Work to complete -
Show each line of the records below that contains the word "Find". Capitalization must match.

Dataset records
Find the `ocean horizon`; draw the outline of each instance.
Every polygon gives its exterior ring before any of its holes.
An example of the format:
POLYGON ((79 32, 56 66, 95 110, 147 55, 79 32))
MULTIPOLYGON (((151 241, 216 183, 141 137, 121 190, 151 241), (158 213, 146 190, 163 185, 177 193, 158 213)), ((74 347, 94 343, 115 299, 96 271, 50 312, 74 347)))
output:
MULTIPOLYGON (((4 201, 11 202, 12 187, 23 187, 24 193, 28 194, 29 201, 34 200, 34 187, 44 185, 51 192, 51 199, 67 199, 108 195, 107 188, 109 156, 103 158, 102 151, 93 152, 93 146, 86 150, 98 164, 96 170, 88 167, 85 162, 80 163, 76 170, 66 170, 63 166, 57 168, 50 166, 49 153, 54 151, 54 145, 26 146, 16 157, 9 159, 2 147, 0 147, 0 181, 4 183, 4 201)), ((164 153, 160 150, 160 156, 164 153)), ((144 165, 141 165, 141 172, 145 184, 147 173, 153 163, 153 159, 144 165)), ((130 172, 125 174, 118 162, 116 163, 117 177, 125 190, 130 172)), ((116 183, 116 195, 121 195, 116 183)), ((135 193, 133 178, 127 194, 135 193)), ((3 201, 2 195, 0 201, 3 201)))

Complete answer -
Find the `ocean horizon`; draw the outline of each instance.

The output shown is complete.